EXERCISE DESCRIPTION |
Retype every entry below without pictures.

*** Opening DATASET RECORDS ***

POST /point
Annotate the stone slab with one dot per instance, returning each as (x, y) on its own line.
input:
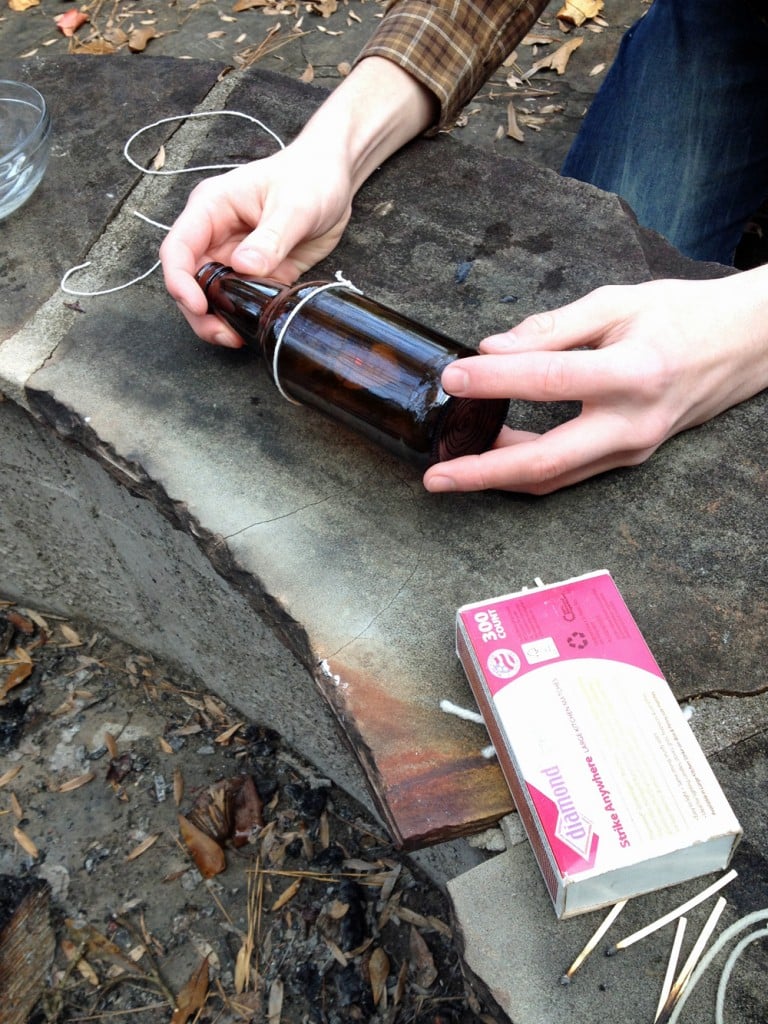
(336, 545)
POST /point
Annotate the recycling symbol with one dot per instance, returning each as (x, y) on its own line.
(578, 640)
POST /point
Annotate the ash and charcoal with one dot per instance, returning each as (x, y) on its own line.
(289, 902)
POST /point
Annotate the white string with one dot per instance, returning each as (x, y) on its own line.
(340, 282)
(186, 117)
(102, 291)
(741, 925)
(145, 170)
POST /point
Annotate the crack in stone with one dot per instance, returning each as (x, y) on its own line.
(276, 518)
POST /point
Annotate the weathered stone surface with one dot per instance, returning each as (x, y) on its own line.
(335, 545)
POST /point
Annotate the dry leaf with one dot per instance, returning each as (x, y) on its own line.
(288, 895)
(579, 11)
(243, 968)
(69, 23)
(75, 783)
(193, 995)
(422, 963)
(22, 623)
(324, 7)
(72, 638)
(536, 39)
(25, 842)
(557, 60)
(70, 950)
(208, 856)
(15, 807)
(378, 970)
(142, 847)
(274, 1007)
(19, 674)
(248, 817)
(112, 745)
(513, 129)
(399, 988)
(138, 39)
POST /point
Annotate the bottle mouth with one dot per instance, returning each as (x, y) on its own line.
(210, 272)
(469, 426)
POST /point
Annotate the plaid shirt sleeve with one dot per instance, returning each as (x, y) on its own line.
(452, 46)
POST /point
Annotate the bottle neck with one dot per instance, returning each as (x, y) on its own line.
(251, 305)
(244, 302)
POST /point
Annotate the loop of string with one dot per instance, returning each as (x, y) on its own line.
(160, 171)
(730, 933)
(340, 282)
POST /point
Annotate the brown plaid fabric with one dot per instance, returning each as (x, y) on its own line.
(452, 46)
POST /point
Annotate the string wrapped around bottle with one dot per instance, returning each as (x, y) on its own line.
(328, 345)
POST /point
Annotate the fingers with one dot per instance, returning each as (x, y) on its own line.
(579, 376)
(537, 464)
(594, 320)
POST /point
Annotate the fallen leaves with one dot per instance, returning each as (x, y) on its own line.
(208, 856)
(576, 12)
(325, 893)
(26, 843)
(555, 61)
(193, 996)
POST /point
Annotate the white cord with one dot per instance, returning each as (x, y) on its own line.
(144, 170)
(187, 117)
(741, 925)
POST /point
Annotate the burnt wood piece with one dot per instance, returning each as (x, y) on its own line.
(27, 945)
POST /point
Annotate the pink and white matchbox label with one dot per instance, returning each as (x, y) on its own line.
(597, 739)
(583, 619)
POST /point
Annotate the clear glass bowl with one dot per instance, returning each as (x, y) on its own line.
(25, 143)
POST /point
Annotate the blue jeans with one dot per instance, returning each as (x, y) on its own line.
(679, 128)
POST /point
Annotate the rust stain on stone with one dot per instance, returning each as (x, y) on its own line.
(425, 769)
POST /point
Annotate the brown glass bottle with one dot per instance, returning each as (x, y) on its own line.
(358, 361)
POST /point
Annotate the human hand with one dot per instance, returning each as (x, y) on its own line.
(276, 217)
(646, 361)
(268, 218)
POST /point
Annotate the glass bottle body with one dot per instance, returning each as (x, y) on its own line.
(359, 363)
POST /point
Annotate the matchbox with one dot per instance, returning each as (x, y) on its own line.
(615, 795)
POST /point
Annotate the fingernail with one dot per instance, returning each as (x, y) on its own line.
(455, 379)
(251, 260)
(497, 343)
(439, 484)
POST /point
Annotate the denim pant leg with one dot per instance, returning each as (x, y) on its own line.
(679, 127)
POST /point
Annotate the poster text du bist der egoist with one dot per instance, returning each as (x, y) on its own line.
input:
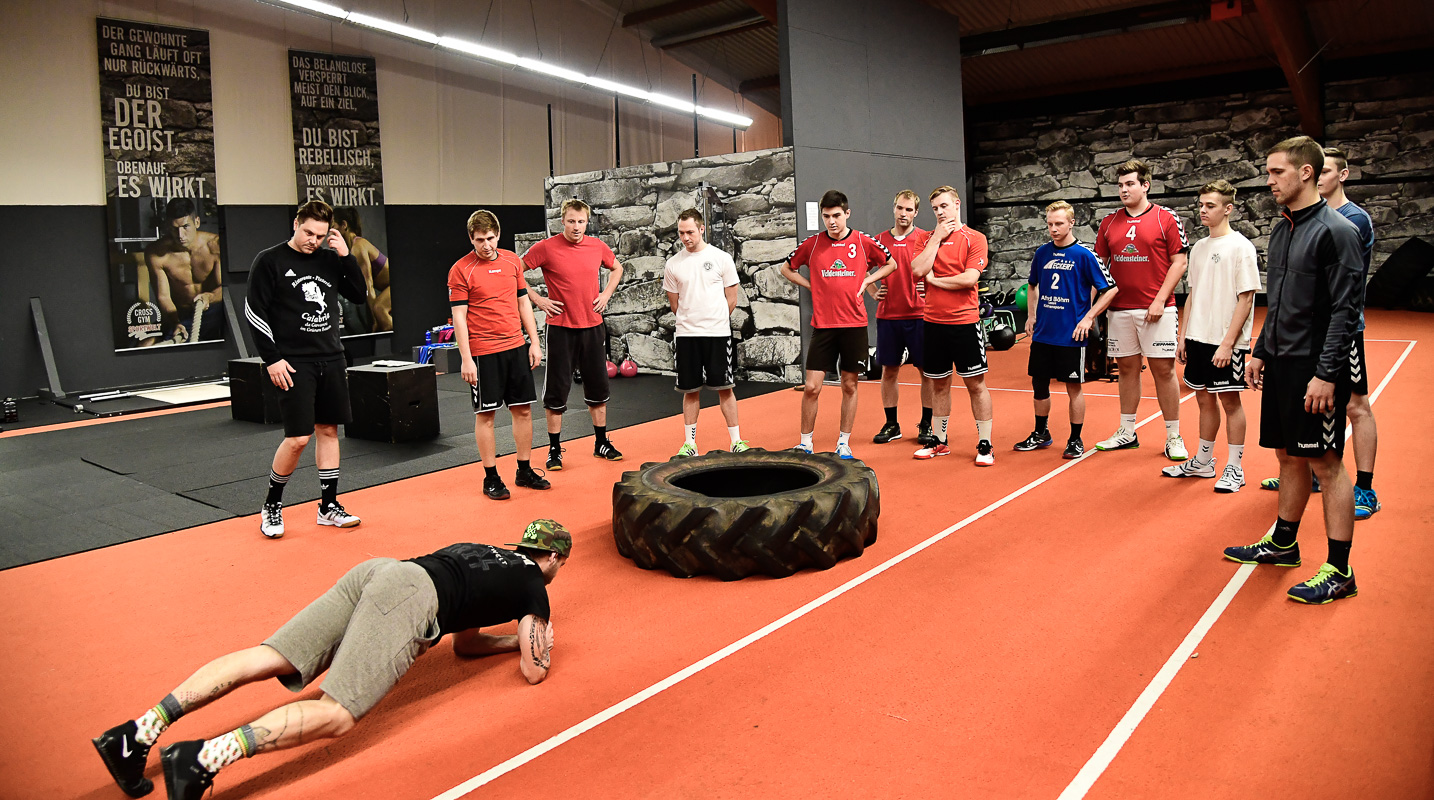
(157, 126)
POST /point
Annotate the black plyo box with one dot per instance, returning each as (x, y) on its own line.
(253, 396)
(393, 403)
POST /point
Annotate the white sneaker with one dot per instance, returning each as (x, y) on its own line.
(271, 521)
(1120, 440)
(1175, 449)
(1192, 468)
(1231, 481)
(337, 516)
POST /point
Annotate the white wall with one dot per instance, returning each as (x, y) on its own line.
(455, 131)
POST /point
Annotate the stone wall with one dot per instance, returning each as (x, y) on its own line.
(1018, 165)
(635, 212)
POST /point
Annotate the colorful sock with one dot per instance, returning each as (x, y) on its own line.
(1340, 555)
(224, 750)
(1285, 532)
(277, 483)
(154, 721)
(329, 486)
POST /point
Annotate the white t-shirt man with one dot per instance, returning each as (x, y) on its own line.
(1221, 270)
(700, 283)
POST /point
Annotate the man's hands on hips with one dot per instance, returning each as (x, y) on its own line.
(278, 373)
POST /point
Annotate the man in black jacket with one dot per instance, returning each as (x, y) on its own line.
(293, 307)
(1299, 362)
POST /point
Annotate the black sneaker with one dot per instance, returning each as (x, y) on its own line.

*** Closing DATASET RECORDS ***

RESPONSE TO THE TASK |
POST /point
Annotate the stone slab with one dot per instance, returning each as (x, y) on its own line.
input:
(336, 545)
POST /point
Annotate the recycling symbol with one dot per instance, returning each as (x, y) on its own line.
(578, 640)
POST /point
Annotate the ash and charcoal with one dot per instance, returning each as (x, y) on its own line.
(289, 902)
POST /point
Annotate the white string with one dot per instance, returning each as (x, y) on its own line.
(340, 282)
(186, 117)
(102, 291)
(741, 925)
(145, 170)
POST /point
Annotate the crack in stone with one dot per instance, returning each as (x, y) on its own line.
(276, 518)
POST /point
Annotate the weathered stone surface with one dot per instance, returning each as (x, y) on its own line.
(335, 545)
POST /point
Annotate the dry leaf with one dot per instance, returning each as (x, y) on its own line.
(288, 895)
(579, 11)
(243, 968)
(69, 23)
(75, 783)
(193, 995)
(422, 963)
(22, 623)
(324, 7)
(72, 638)
(536, 39)
(25, 842)
(557, 60)
(70, 950)
(208, 856)
(15, 807)
(378, 970)
(142, 847)
(274, 1007)
(19, 674)
(248, 817)
(112, 745)
(513, 129)
(399, 988)
(138, 39)
POST /point
Annotate the bottle mouth with one dot per instance, returning each as (x, y) on its own line.
(210, 272)
(469, 426)
POST /point
Annotate the plaid shirt sleeve with one dot per instance, returning each as (x, y) on its own line.
(452, 46)
POST /point
Annotate the bottle neck with one dot per instance, returning each as (x, y) on its own line.
(251, 305)
(244, 302)
POST /point
Annotate the loop of string with one dot per instance, returning each as (x, y) on its own line.
(160, 171)
(730, 933)
(340, 282)
POST /point
Annotate the brown plaid fabric with one dot per instance, returning each as (x, y) on its own line.
(452, 46)
POST /point
Annotate the string wrapped around bottle with one dot per instance, returning each as (x, y) on its own line.
(328, 345)
POST /point
Annotate the fingers with one dot per instance, returning each as (x, y) on its own line.
(579, 376)
(537, 464)
(594, 320)
POST /point
Annotate the fallen leaves with one dot per instance, returning each as (x, y) on its own line.
(208, 856)
(576, 12)
(325, 893)
(26, 843)
(555, 61)
(193, 996)
POST /point
Annotate the white cord with one dot per instance, returning each as (x, y) on its own line.
(144, 170)
(187, 117)
(741, 925)
POST /point
Annotate the burnt wood piece with one dot per instance, returning each as (x, y) on its own line.
(27, 945)
POST /point
Annotate the pink and white matchbox label with one dot per instance, returning each as (x, y) on its own line.
(597, 739)
(583, 619)
POST /point
Annotate the clear glass bowl with one dot per instance, returning each as (x, y) on its own line.
(25, 143)
POST /point
Annotate the blue jeans with one dot per instance, returning each as (x, y) on its own line.
(679, 128)
POST /point
Annotate the rust stain on stone with one dot per instance, returning each as (x, y) on its own line.
(425, 769)
POST /point
Annotate the brown glass bottle with one dot per instance, returning each as (x, y) on its own line.
(358, 361)
POST /point
Annotate the human hand with one dot per instance, returning each as (x, y) on its own line.
(276, 217)
(646, 361)
(268, 218)
POST /point
Annotate the glass bottle body with one dot per instance, returning each as (x, y) on its own line.
(359, 363)
POST /point
Annotate the matchbox with one dot per instance, returning each as (x, y) on its own line.
(615, 795)
POST /point
Annotate the fingernail with one dot per instance, returning each as (x, y) on its own line.
(455, 379)
(251, 260)
(497, 343)
(439, 484)
POST /point
Annotate the denim pant leg with one dot per instance, returning each as (x, y) on its own line.
(679, 127)
POST /point
Annotate the poster text du bist der egoist with one dot per instance, returning each as (x, y) on its own line.
input:
(157, 126)
POST /point
Annotate the black plyo box with one dot per instance, returning each as (x, y) on its own line.
(253, 396)
(393, 403)
POST /point
Annotate the white sneaker with one dot per instance, returning each as (x, y) on its own line.
(271, 521)
(1120, 440)
(1175, 449)
(1192, 468)
(1231, 481)
(337, 516)
POST /point
Annotate the white wall with one dot per instance, returning each as (x, y) on its own line.
(455, 131)
POST /point
Annotate the stone wall with one dot per instance, returning each as (x, y) on its own line.
(1018, 165)
(635, 212)
POST /point
Annotate the colorful sock with one dot per instance, returning each as (x, y) on its own line.
(1340, 555)
(224, 750)
(1285, 532)
(277, 483)
(154, 721)
(329, 486)
POST /point
Annotate the white t-shirt man with one dot per instance, returning each as (x, y) on its own line.
(1221, 270)
(700, 283)
POST /point
Annotate the man's hands on hips with one dot per instance, returning each as (x, y) on its own line.
(278, 373)
POST /point
Annotate the man in black jacket with one dot per instance, returning each as (x, y) on its own line.
(293, 307)
(1299, 362)
POST /point
Annotate the black sneaker with one dot per instance, returning each as (x, y) on its own line.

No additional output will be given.